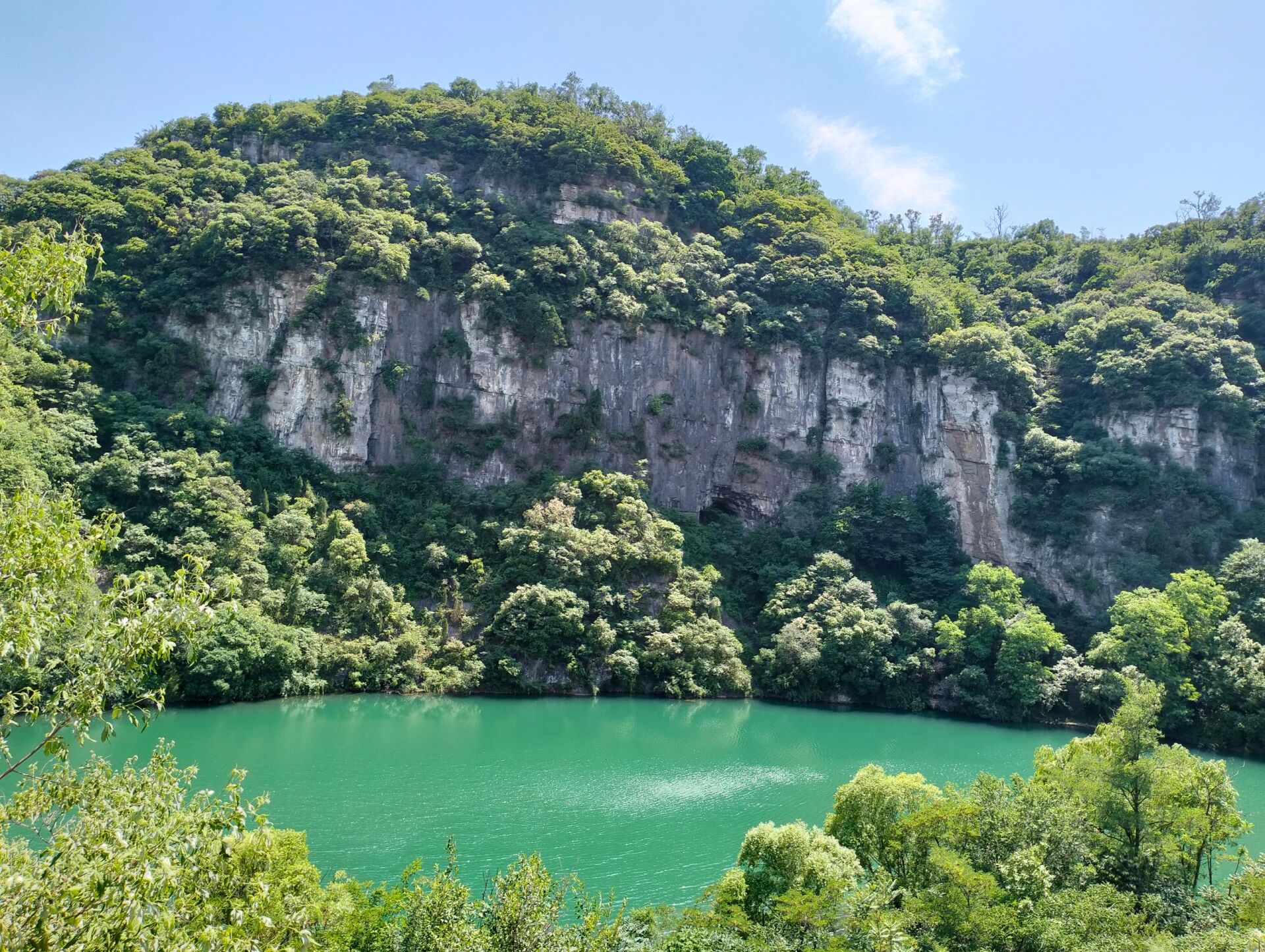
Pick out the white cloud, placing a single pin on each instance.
(891, 177)
(906, 37)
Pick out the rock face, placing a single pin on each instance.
(719, 426)
(1231, 467)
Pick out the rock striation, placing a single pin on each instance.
(719, 426)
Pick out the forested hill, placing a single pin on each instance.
(391, 363)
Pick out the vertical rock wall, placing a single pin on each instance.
(717, 425)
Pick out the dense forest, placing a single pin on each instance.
(152, 551)
(405, 579)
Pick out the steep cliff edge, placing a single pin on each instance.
(720, 426)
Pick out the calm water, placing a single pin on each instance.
(646, 797)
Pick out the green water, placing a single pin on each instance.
(646, 797)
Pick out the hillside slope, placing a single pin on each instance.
(426, 286)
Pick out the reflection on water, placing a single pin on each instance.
(646, 797)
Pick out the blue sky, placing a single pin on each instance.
(1094, 113)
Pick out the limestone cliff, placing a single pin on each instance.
(720, 426)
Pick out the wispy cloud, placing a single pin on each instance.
(906, 37)
(891, 177)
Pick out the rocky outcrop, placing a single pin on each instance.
(1178, 437)
(719, 426)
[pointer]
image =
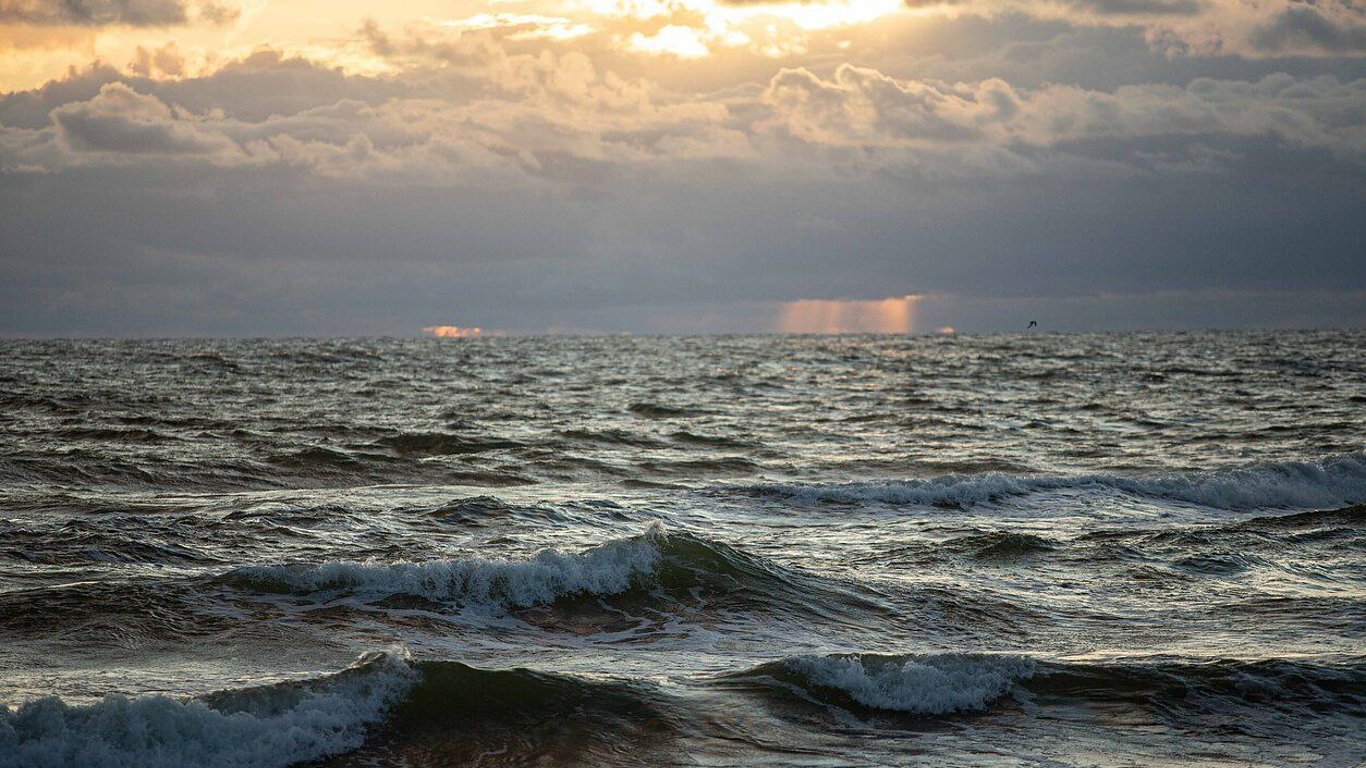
++++
The lines to repeat start at the one holding "Pick out the limestone" and run through the last line of the records above; write them out exactly, both ends included, but not the pictures.

Pick out the limestone cliff, placing a single pin on each instance.
(720, 426)
Pick out the wispy cloud, placing a single pin on each instance.
(906, 37)
(891, 177)
Pick out the rocky outcrop, placing a single pin on each instance.
(1178, 437)
(719, 426)
[pointer]
image =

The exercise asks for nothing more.